* [INSTRUCTIONS]
1. In the essay on Ebola and ISIS, swap "continent" for "region" and reproduce the passage starting at "It begins to" and ending at "nothing to lose.".
2. Answer from the essay on Ebola and ISIS:
(a) What did armies in the Middle Ages catapult into walled cities?
(b) How many Americans does the essay say have died at the hands of the Islamic State?
(c) Through what is Ebola spread, according to the essay?
3. Write the next part of the essay on Ebola and ISIS, picking up after its last sentence.

During the Middle Ages,
particularly during the periods of bubonic plague, armies would often catapult
the disease ridden corpses of troops and peasants into walled cities in the
process of sacking them. This ingenious tactic allowed the besieging army to
sit back, relax, and watch a city eat itself from the inside out. The work was
done for the attackers, and they enjoyed the riches and supplies of a ghost
town after the disease ran its course within the walls. History is bound to
repeat itself, as humans are relatively static creatures. The armies of the
Middle Ages may have lacked drones and nuclear capability, but they were no
less inclined to use their circumstances to their advantage than anyone in 2014
would be.
The Middle
East has been a warzone for a very long time, fostering the growth of several
radical Jihadist organizations that seek to unite the region under a banner of
extremely literal interpretations of Muslim law, often oppressing the people
they wish to unite in the process. Most recently, the Islamic State of Iraq and
Syria (ISIS) has begun a major campaign to rebuild the ancient system of
Islamic ruling called a caliphate. ISIS, while operating mainly out of Syria,
is attempting to move into Iraq and is drawing the international community into
the conflict by torturing and beheading foreign nationals. So far, two
Americans have suffered gruesome deaths at the hands of the Islamic State, and
no one really knows what to do about it.
Simultaneously,
the Ebola virus has been ravaging Africa, and health workers there simply do
not have the necessary means to treat them. The virus is spreading rapidly,
even managing to make its way into the United States, and shows no signs of
slowing down. People from other countries are very wary to send their own
health workers, and the understaffed hospitals of Africa are not equipped
enough to handle thousands of patients. Whole villages are being infected at
once, and panic and fear are spreading as the virus itself does. The
international community is, once again, stumped as to how to fix this problem.
Why not solve both problems at once?
The Ebola virus is extremely contagious.
It begins to spread when symptoms of physical illness begin to appear on the
infected. Like the AIDS virus, Ebola is spread through any and all bodily
fluids. Africa is filled with displaced people, those who have lost their
villages, families, and lives to the genocide and tribal warfare that has
ravaged the continent for centuries. These people have no place to call home,
nothing to love, nothing to live for, nothing to lose.
If American troops were to be sent
into Africa, in countries such as Sierra Leone and Liberia, they could corral
these Displaced People – completely Ebola free – and quarantine them completely
from everything but each other. If we were to infect all of these host bodies
(maybe 50-100, if need be Africa certainly has more displaced people), and tell
them all that they were to be heroes for their homelands, for their ancestors,
for everything that they lost, they would be more than happy to carry their
fatal disease with them into the deserts of Syria. They would be brought in a
sealed container from Africa and simply let loose into the hearts of cities
that we believe are ISIS strongholds. Since we don’t know who exactly is a
member of ISIS, why not let Ebola find them for us? Sure, innocent men, women,
and children will die horribly painful deaths, spouting blood from their noses
and eyes, vomiting incessantly with body temperatures above 100 degrees, but
isn’t it for the greater good?

* [DATASET CONTENT]
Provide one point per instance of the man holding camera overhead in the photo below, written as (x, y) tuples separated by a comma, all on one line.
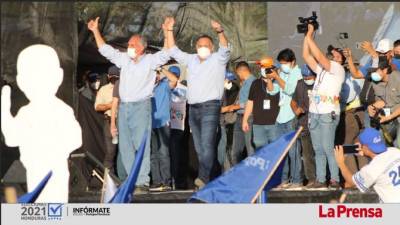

* [ANSWERS BELOW]
1.
It begins to spread when symptoms of physical illness begin to appear on the
infected. Like the AIDS virus, Ebola is spread through any and all bodily
fluids. Africa is filled with displaced people, those who have lost their
villages, families, and lives to the genocide and tribal warfare that has
ravaged the region for centuries. These people have no place to call home,
nothing to love, nothing to live for, nothing to lose.

2.
(a) The disease-ridden corpses of troops and peasants
(b) Two
(c) Any and all bodily fluids

3.
Better yet, if the United States
Army were to actually bring some uninfected Displaced Persons back stateside
and lock them up in hermetically sealed, acrylic medical shipping containers
called Ebola Domes, they could then be infected with the virus and used as
human guinea pigs until a cure or more effective treatment is found. Their
lifeless bodies (an obvious result of the disease, sadly) will be burned in a
furnace 100 meters below sea level to make sure no trace of the virus will be
released, and if anyone were to care about these Displace People they would
rest assured that they were treated with respect after their death.
When ISIS is reduced to a pile of
disease ridden corpses (what would we do with these bodies, who could
potentially infect other civilians after the fact? Who cares – it’s not like
they would be in America), we simply pull out of the operation, and go back to
our normal lives. A better treatment for the disease would have been created
with the brave souls of Africa and any threat to America would have been
neutralized. We could, if the federal budget allows for it, create a “Displaced
People” monument, perhaps a statue in a small park in New York or a plaque on
some sidewalk in Washington (State).
To propose this idea without
crediting a man who contributed immensely to it would be morally wrong. He is a
doctor and a student of philosophy, and was once mistaken for a king because of
his godlike presence. He once stated that “the inner machinations of [his] mind
are an enigma,” and he was correct in saying so. No other human being could
posit the ideas that this man creates on a daily basis, at 3 a.m. when he
arises from his golden slumber for a snack. His name will remain unsaid out of
respect for the mind of the man. He enjoys his anonymity. The quote of pure
genius that inspired me to propose this, to satisfy your curiosity, was – “WE
SHOULD TAKE [Ebola], and PUSH IT SOMEWHERE ELSE!”